GOAL | Report how many of the lines below contain the string "boat", matching case exactly. Give only the number.

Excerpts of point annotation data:
──────

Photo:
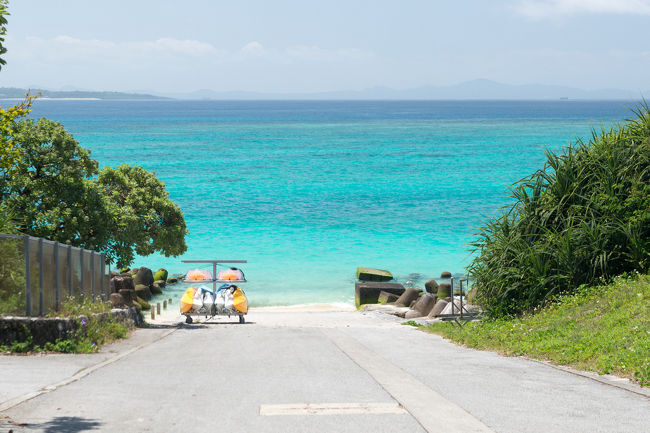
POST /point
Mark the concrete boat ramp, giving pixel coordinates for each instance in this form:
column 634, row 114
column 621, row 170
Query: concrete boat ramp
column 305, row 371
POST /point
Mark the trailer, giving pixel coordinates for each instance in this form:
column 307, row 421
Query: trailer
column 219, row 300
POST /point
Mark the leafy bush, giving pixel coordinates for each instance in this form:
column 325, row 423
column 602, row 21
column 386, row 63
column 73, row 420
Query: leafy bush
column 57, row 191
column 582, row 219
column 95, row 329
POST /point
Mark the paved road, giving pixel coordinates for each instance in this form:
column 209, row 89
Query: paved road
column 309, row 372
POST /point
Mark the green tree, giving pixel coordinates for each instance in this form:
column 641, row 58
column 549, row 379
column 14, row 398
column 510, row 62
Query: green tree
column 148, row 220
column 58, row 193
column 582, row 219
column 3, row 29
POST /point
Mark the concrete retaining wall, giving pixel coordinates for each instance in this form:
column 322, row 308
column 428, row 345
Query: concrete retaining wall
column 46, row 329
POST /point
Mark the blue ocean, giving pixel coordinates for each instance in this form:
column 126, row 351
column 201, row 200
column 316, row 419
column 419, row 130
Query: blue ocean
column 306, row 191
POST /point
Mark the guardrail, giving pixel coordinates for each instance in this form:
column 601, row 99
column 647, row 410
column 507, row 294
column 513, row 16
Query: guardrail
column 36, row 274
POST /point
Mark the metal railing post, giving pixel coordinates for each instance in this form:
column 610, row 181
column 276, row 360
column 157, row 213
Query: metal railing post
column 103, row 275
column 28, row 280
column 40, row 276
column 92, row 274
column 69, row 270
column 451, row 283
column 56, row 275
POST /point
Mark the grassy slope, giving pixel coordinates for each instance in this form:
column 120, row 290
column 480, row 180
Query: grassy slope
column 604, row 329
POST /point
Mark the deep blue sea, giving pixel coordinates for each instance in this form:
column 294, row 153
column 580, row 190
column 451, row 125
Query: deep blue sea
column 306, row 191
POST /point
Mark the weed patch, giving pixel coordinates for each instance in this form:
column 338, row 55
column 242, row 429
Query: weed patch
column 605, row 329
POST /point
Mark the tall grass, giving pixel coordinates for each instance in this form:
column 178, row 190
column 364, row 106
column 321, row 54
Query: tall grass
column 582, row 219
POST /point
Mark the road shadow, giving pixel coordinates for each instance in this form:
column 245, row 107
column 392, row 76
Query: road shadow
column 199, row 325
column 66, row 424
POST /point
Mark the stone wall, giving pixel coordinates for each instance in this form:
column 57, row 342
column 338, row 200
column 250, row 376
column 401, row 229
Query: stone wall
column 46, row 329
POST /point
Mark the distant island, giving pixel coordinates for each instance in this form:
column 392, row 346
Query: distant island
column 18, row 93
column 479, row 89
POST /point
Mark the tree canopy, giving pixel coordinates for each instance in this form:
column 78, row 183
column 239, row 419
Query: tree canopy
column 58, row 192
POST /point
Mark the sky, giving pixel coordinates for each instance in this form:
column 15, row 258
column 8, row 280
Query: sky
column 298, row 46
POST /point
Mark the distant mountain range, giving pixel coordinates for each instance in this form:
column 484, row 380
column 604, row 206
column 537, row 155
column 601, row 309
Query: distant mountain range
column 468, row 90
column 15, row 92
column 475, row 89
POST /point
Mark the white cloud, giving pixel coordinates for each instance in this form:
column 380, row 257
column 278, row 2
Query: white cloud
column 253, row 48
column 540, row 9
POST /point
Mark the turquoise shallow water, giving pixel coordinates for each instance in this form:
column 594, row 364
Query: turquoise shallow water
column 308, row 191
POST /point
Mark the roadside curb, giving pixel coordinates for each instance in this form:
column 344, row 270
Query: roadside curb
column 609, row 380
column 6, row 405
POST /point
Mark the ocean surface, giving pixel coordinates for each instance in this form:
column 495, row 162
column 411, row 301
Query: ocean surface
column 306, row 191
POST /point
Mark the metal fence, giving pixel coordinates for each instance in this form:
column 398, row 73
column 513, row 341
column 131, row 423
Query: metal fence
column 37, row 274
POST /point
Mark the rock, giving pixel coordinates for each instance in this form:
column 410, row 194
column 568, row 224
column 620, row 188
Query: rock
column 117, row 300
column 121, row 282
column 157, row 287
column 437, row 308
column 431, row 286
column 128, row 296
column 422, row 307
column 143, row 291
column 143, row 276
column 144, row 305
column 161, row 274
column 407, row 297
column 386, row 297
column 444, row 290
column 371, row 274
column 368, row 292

──────

RESPONSE TO THE EXERCISE | 2